30 configuration options and counting

While Domas may have rather effictively trolled the discussion with his post on howto configure table/user statistics (which gave me a good chuckle I do have to say), it’s at least incorrect for Percona Server as you have to enable the “userstat” server option :)

That being said, once enabled there are no extra configuration variables to think about. This is a huge advantage over configuring PERFORMANCE_SCHEMA – which has a total of THIRTY configuration options (31 if you include the global enable/disable option).

Some of these thirty odd configuration variables are only going to matter if you’re loading your own plugins, and even then, it’s probably only going to matter if they use the MySQL mutex implementations rather than, say, the standard pthread ones or even other synchronization primitives. It helps that the vast majority of non-InnoDB storage engines are dead. Go on – name one that’s in any form of usage (MyISAM doesn’t count – it’s effectively on death row).

== == ==

Short task 1
Sum up the post above in two sentences.
Short task 2
List every database server, storage engine, and server feature or option named in the post above.

== == ==

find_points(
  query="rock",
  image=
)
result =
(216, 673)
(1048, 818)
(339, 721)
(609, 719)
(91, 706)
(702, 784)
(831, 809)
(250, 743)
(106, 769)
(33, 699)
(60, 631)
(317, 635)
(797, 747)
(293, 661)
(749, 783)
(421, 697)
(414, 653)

== == ==

Written reply 1
Contrary to Domas's post on configuring table and user statistics, Percona Server requires enabling the "userstat" server option, but after that there are no extra configuration variables to think about. PERFORMANCE_SCHEMA, by contrast, has thirty configuration options (31 with the global enable/disable option), though some matter only if you load your own plugins and they use the MySQL mutex implementations.

Written reply 2
- Percona Server
- userstat
- PERFORMANCE_SCHEMA
- MySQL
- InnoDB
- MyISAM